Return the lines below word for word, from the line containing "Please indicate the black" through the final line, with both ends included.

____ RECORDS FOR THIS EXERCISE

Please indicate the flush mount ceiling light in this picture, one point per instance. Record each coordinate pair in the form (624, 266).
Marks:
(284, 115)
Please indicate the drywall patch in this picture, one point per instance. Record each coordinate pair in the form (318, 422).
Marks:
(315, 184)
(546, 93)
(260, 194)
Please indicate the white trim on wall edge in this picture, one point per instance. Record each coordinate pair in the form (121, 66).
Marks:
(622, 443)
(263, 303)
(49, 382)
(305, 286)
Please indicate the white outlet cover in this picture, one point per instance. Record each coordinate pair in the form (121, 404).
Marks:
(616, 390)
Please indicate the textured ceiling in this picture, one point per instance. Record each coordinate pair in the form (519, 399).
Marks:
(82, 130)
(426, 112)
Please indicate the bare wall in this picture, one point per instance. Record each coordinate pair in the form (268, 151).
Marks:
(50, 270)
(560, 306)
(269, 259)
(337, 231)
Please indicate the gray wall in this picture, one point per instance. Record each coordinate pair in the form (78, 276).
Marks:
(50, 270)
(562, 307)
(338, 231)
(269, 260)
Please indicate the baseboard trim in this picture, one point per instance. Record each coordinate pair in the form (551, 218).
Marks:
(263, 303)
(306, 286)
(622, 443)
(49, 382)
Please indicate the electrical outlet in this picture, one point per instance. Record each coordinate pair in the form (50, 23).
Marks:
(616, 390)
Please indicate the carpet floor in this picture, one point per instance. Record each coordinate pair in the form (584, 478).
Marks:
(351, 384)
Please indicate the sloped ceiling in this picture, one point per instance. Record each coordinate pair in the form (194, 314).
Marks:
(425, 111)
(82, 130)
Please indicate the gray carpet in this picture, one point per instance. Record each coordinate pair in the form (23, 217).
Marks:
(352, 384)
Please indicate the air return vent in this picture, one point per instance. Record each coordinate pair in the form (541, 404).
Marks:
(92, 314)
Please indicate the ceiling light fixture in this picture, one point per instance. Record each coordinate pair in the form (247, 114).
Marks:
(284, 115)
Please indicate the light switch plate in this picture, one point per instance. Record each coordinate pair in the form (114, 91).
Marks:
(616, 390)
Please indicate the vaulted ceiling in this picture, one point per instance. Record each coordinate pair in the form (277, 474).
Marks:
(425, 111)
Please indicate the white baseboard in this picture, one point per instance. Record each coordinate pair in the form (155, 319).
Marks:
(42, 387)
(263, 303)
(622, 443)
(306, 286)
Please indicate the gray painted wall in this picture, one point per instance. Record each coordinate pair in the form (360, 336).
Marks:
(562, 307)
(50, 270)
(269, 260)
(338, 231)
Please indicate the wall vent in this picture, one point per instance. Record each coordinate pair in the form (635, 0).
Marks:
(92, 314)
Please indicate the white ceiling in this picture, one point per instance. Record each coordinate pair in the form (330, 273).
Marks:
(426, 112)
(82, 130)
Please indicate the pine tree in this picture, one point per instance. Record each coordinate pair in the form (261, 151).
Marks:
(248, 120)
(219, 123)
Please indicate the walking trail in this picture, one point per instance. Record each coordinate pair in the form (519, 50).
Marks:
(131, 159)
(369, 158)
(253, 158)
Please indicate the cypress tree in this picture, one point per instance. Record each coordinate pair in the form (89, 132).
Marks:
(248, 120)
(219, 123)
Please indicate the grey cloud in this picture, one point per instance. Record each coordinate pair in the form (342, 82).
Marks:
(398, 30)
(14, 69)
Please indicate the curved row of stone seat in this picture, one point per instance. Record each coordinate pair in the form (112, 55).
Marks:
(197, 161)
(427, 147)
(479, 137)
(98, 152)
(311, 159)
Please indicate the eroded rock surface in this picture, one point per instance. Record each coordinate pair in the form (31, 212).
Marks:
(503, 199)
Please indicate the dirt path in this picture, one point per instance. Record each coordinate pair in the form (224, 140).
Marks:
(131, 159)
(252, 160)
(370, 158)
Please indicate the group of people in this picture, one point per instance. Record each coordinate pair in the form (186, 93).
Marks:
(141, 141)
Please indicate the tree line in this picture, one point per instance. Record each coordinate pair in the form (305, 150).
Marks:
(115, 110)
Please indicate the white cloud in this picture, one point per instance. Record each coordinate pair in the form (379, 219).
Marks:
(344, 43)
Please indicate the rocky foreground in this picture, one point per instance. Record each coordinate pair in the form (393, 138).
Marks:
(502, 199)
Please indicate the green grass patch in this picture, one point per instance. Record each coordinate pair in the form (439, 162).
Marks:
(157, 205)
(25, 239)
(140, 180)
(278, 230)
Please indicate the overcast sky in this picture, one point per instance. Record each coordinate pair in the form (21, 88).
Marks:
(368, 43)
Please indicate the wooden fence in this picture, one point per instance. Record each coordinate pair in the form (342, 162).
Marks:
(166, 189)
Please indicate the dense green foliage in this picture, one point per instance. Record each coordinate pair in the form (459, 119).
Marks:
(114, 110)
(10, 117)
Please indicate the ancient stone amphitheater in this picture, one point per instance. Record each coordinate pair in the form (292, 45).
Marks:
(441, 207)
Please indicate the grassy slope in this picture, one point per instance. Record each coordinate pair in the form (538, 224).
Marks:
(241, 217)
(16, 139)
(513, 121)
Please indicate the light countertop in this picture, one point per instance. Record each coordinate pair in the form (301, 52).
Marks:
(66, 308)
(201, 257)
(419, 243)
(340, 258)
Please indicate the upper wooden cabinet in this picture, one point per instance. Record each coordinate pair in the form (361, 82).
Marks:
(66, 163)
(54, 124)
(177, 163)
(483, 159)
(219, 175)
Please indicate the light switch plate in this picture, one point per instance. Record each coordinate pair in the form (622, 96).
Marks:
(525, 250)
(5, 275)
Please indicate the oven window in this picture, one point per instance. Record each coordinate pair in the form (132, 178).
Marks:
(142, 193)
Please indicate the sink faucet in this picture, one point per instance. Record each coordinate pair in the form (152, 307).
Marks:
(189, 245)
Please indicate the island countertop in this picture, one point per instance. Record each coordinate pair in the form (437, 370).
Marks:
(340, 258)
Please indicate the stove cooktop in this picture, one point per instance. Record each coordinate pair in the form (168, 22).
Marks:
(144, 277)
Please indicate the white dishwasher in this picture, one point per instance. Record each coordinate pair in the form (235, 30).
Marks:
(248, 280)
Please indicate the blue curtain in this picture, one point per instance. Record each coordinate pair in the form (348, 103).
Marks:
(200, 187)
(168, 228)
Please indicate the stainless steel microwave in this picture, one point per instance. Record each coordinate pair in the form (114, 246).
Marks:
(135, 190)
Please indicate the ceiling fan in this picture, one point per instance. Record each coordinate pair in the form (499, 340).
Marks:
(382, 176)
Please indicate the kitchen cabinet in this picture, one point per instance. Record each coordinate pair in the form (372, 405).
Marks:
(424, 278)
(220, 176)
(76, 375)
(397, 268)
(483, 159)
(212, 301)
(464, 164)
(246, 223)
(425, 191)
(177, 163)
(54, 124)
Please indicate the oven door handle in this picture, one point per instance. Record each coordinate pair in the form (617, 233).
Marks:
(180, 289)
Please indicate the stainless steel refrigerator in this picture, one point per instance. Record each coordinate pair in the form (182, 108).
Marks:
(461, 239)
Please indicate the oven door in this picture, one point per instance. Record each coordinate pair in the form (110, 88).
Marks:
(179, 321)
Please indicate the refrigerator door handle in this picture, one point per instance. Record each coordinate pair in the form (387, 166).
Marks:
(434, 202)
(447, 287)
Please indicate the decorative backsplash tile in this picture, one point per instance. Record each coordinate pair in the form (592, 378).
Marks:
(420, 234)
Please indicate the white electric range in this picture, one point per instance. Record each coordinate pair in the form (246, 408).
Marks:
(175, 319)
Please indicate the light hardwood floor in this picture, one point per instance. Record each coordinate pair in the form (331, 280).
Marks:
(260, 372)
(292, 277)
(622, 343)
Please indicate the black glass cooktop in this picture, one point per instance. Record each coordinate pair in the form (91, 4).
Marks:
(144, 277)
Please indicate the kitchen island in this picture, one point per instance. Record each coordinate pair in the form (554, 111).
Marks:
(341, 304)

________

TASK SOLUTION →
Please indicate the black glass cooktop in this picture, one point per instance. Record each coordinate pair in the form (91, 4).
Marks:
(144, 277)
Please indicate the kitchen island in this picture, one point per instance. Record each coordinate pair in the form (554, 111).
Marks:
(341, 304)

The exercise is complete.